## WHAT IS EXPECTED
If a line in the listing below includes the word "bare", pick it out.

________

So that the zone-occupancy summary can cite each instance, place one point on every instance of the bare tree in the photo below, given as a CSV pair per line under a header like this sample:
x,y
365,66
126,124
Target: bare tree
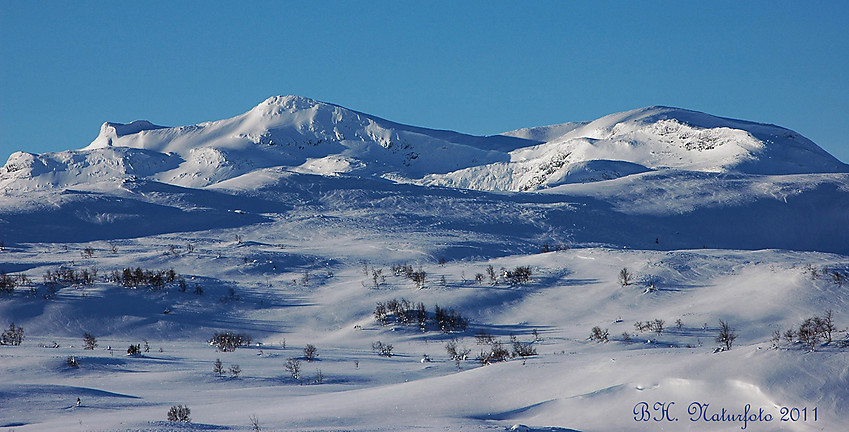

________

## RESPONSE FOR THIS EXERCISE
So that the zone-occupancy summary can cite each instance, place one point on every instance of the bare tree in the photo below, given as a CSV pair per line under a header like this sample:
Target: bare tree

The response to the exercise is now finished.